**Text section**:
#####

Controlling the Display

The bust that is the “on” switch for the display

All these mentions of buttons? I decided to use capacitive touch buttons, with this nifty Adafruit controller. This proved to be a piece of cake in comparison to all the other challenges in this project. For the actual metal, I’ve used a few metal rod inserts, and for the “main” button to start the machine, I found a small Shakespeare head from this Etsy supplier, intended as a pendant for a custom necklace.

I’m using five of the twelve-available channels on this capacitive touch trigger.

Building the Case

With the internal electronics all figured out, I could redirect my attention to the wooden case.

Attempt#1: Elizabethan Chest

For a Shakespearean insult generator, and with Shakespeare’s bust for the main button, I wanted to build an appropriately-Elizabethan themed wood case to match. In my online searching, I came across this beautiful 16th-century wooden chest on 1stdibs - and with three areas in the front that could be opened up for the display screens, this seemed like a perfect fit, Though the original is over 4ft wide, I have a CNC, so with a digital model, could customize one to my needs.

Creating the model of the chest, however, was far beyond my skills (and interests). But I found a digital design services marketplace called Fiverr, an Israeli company with an international pool of designers including everything from voiceover artists to video editing to graphic design. I put out a job for a three-dimensional model of the chest, and two weeks later, I had a file in-hand, created by a very talented modeler in India.

A rendering of the model file produced by my Fiverr designer.

Model in hand, I milled some pieces of oak for a box to be about 12” x 9” x 5” tall, and set up the CNC to engrave the sides. But the first attempt barely scratched the surface! After troubleshooting a bit more, I realized that the level of relief and detail that worked for a 51'“ wide chest just won’t scale well to something less than a quarter the size. Even if I “amplified” the depth for this small piece, much of the detail clearly visible in the original (and in the model) just would not come out well. So, six weeks after first finding this chest, back to the drawing board.

#####

[Point localization data]

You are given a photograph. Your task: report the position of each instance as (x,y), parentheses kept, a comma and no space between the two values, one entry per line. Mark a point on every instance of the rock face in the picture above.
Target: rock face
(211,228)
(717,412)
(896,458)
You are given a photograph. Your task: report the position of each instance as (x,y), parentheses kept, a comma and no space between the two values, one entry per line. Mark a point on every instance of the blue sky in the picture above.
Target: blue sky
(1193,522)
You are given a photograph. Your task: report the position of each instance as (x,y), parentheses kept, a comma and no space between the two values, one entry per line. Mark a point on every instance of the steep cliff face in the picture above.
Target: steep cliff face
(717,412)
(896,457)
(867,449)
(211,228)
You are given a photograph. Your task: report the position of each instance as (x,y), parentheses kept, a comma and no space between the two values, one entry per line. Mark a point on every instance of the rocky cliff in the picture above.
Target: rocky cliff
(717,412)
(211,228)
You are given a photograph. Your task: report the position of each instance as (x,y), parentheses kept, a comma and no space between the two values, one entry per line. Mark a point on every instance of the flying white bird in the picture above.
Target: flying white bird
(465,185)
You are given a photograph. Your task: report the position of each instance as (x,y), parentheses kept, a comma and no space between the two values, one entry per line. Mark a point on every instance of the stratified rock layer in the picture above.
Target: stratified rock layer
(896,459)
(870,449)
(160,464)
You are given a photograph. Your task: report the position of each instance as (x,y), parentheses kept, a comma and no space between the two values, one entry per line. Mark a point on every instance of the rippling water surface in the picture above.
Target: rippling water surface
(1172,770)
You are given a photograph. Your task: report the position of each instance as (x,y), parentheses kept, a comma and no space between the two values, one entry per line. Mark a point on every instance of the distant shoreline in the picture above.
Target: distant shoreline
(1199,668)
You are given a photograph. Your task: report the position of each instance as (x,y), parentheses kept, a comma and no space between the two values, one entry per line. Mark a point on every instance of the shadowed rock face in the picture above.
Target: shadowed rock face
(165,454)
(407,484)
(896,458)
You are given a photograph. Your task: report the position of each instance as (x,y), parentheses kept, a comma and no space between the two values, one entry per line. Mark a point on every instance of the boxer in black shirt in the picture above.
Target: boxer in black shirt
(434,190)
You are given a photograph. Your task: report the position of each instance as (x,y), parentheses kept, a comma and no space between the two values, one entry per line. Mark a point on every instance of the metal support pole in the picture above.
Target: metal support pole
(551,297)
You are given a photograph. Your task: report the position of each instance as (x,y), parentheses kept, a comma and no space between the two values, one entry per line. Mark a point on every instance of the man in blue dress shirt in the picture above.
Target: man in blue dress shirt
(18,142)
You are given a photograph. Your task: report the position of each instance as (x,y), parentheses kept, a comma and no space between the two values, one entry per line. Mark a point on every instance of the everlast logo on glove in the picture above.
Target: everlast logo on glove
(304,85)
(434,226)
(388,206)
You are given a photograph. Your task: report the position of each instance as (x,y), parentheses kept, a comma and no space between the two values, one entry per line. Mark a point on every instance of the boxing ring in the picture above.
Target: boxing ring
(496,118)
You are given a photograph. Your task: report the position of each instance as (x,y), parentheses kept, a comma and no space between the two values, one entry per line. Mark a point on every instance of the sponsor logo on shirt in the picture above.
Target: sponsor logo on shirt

#####

**Exercise requirements**:
1/ Answer these questions about the insult generator write-up:
(a) How many channels on the capacitive touch trigger does the build use?
(b) What wood and dimensions were used for the box milled from the model?
(c) Where was the modeler who created the chest file based?
2/ Carry on the insult generator write-up from its final sentence.

**Answers to this exercise**:
1/
(a) Five of the twelve available channels.
(b) Oak, for a box about 12” x 9” x 5” tall.
(c) India.

2/
Attempt#2: Classical Architecture

Given the need for the three openings for the screens, a Greek temple-like design might be appropriate; while this isn’t as thematically aligned as the chest, both Shakespeare and a Greek temple could be considered “classical”. Because of the tight tolerances and all the cabling to squeeze in, I felt this design, despite its comparative simplicity, still required a detailed design. All-in, there are about 20 separate oak pieces in this case - though most are simple rectangles, or with simple cuts, the front warranted some CNC work to cut out and recess the opening so that the displays would not be recessed from the front plane by the full thickness of the sides.

The case design, sans top

The front piece of the case (pictured from the back)

The Finished Product

At long last, a little over one year since I placed that order for those Single Pane Displays on eBay, I’m pleased to be able to share this creation.

What’s Next?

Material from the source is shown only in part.